__TRECHO__:
::::::::
Porque eles aqui gostam muito de futebol, na nossa cidade (na Sérvia deve ser o Red Star, o Partizan e depois nós que temos as maiores claques), e gostam de atirar petardos, tochas, fogo de artifício, e houve um jogo, depois da nossa segunda derrota, em que atiraram para o campo e acertaram no nosso guarda-redes e no central. Depois a federação decretou dois jogos à porta fechada. Mas pelo que me dizem, aqui é normal (risos)! Aqui são adeptos fervorosos, não só no futebol, no basquetebol por exemplo também.

Já vais tendo algum conhecimento do futebol na Sérvia. Que tens a dizer da qualidade? Surpreendeu-te de alguma forma?
Quando estive no Panevezys já tinha jogado na Conference League contra o Vojvodina, curiosamente a equipa a quem marquei agora. O futebol tem intensidade, tacticamente é bom, fisicamente também. Mas é mais do mesmo, o futebol hoje em dia é tudo muito igual, com o conhecimento que há hoje.

E adaptaste-te bem?
No início não foi assim muito fácil, porque nem toda a gente aqui fala inglês. Mas tive de ver como são as coisas, também já tenho a experiência de outros países, sei como são as coisas. Faço à minha maneira, vou com calma, pensamento positivo e as coisas acontecem na hora em que têm de acontecer.

florogil(O Gil Vicente é um dos clubes que o lateral já representou no nosso País.)

Já tens alguma história curiosa para contar aí?
Depois de um treino ofereceram-nos um jantar num restaurante e os donos puseram uns cachecóis do clube à volta da mesa, na parede, e depois começaram a mandar petardos, a acender tochas e a cantar no meio do jantar! Até partilhei nas minhas redes sociais. Dá um ambiente diferente, em Portugal acho que é proibido, mas aqui qualquer treino, qualquer jogo até choram para atirar petardos e tochas (risos)! Quando fomos ao Red Star, estavam cerca de 35 mil adeptos no estádio, eles fizeram a coreografia, ficou um ambiente que eu nunca tinha vivido e que vou levar para a vida. Até gravei.

Qual é a vossa média de adeptos em casa?
::::::::
__INSTRUÇÕES DE TRABALHO__:
A. De acordo com o trecho, quantos adeptos estavam no estádio no jogo contra o Red Star?
B. Reproduz fielmente a parte do trecho que vai desde as palavras "Quando estive no" até às palavras "para contar aí?", inclusive.

__DADOS__:
::::::::
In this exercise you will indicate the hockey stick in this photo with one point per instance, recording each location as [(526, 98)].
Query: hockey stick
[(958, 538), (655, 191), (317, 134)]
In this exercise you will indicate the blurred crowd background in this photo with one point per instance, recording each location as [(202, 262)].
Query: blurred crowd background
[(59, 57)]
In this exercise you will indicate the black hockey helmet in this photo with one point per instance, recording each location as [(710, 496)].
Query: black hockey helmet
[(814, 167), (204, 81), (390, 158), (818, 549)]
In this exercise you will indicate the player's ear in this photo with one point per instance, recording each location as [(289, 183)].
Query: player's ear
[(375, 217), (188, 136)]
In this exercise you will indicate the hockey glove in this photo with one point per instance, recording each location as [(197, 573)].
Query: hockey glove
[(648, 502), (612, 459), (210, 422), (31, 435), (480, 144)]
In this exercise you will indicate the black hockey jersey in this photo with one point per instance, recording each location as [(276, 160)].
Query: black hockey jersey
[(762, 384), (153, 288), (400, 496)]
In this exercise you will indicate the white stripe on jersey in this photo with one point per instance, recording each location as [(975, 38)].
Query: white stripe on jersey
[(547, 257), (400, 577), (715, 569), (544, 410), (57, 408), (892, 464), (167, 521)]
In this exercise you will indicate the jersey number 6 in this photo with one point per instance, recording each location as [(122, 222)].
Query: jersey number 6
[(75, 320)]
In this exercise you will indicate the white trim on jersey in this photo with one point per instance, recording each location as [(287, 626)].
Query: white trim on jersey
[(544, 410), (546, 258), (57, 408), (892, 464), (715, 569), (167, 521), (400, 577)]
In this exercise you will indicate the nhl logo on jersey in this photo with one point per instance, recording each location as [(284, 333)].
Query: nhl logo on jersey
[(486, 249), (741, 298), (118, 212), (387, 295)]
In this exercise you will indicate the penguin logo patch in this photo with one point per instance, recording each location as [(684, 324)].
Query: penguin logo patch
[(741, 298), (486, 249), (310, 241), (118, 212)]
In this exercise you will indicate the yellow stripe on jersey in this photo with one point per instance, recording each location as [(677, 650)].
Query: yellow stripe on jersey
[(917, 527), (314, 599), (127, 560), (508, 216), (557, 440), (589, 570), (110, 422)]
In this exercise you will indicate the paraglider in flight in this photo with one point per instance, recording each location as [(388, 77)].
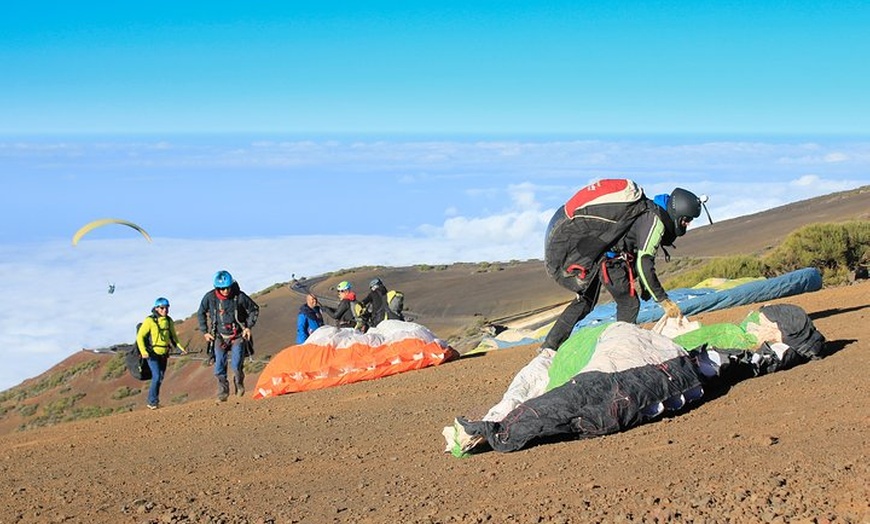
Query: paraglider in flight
[(104, 221)]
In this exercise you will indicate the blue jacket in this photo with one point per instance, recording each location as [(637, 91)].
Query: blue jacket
[(309, 319)]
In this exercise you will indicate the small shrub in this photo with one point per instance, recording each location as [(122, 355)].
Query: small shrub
[(178, 399), (125, 392)]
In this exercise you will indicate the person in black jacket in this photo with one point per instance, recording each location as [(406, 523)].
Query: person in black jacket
[(226, 315), (376, 302), (344, 313), (631, 265), (309, 319)]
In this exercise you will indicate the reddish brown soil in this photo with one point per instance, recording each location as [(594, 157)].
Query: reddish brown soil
[(788, 447)]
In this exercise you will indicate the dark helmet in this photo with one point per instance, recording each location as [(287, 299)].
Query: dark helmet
[(223, 279), (683, 205), (161, 302)]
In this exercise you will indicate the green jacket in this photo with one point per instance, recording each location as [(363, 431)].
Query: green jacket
[(157, 336)]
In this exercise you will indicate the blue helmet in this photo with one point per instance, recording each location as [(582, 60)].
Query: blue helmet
[(662, 200), (161, 302), (223, 279)]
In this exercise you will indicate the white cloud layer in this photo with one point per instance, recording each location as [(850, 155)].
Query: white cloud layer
[(472, 200)]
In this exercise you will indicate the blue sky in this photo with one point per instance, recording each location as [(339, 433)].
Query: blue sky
[(445, 67), (303, 137)]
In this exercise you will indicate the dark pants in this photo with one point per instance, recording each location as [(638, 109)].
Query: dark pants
[(234, 351), (573, 313), (157, 364), (618, 284)]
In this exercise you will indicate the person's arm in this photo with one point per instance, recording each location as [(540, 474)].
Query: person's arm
[(301, 328), (650, 231), (174, 336), (252, 310)]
::::::::
__RESPOSTAS POR TAREFA__:
A. Cerca de 35 mil adeptos.

B.
Quando estive no Panevezys já tinha jogado na Conference League contra o Vojvodina, curiosamente a equipa a quem marquei agora. O futebol tem intensidade, tacticamente é bom, fisicamente também. Mas é mais do mesmo, o futebol hoje em dia é tudo muito igual, com o conhecimento que há hoje.

E adaptaste-te bem?
No início não foi assim muito fácil, porque nem toda a gente aqui fala inglês. Mas tive de ver como são as coisas, também já tenho a experiência de outros países, sei como são as coisas. Faço à minha maneira, vou com calma, pensamento positivo e as coisas acontecem na hora em que têm de acontecer.

florogil(O Gil Vicente é um dos clubes que o lateral já representou no nosso País.)

Já tens alguma história curiosa para contar aí?